──────── Dataset ────────

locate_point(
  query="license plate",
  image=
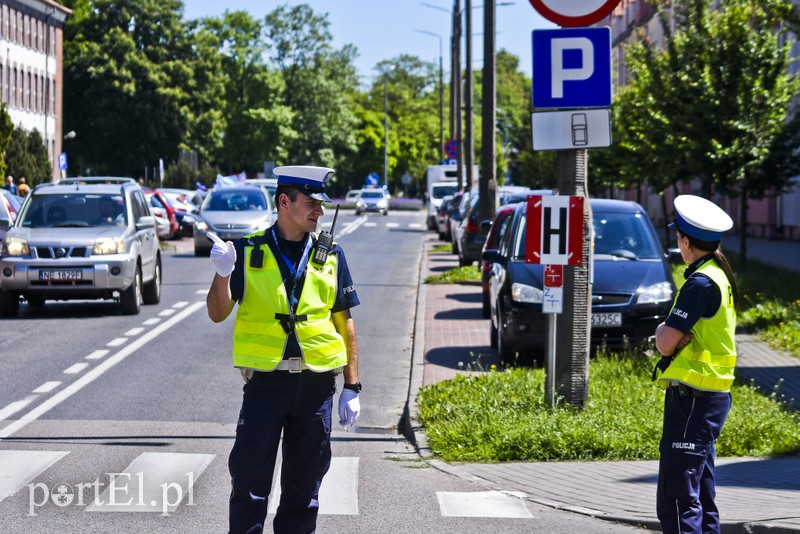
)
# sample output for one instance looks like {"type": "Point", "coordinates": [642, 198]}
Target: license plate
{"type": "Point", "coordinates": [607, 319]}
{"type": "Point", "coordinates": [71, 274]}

────────
──────── Dataset ────────

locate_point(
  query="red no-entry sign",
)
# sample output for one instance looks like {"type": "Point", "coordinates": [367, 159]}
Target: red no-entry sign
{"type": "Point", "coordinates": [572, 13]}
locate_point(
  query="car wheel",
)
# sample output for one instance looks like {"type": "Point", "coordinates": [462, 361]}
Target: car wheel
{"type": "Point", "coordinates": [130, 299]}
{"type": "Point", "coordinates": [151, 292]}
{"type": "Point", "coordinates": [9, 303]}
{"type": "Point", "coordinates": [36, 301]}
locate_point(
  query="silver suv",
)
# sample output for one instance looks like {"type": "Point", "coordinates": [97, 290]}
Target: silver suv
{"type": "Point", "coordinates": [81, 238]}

────────

Please filter the entries above down to each line that contains the string "instance". Case counts.

# sample output for one instance looks like {"type": "Point", "coordinates": [642, 198]}
# sample output for one instance looks like {"type": "Point", "coordinates": [367, 159]}
# sample output for one instance looks like {"type": "Point", "coordinates": [462, 361]}
# sample output for one instance looks like {"type": "Point", "coordinates": [97, 290]}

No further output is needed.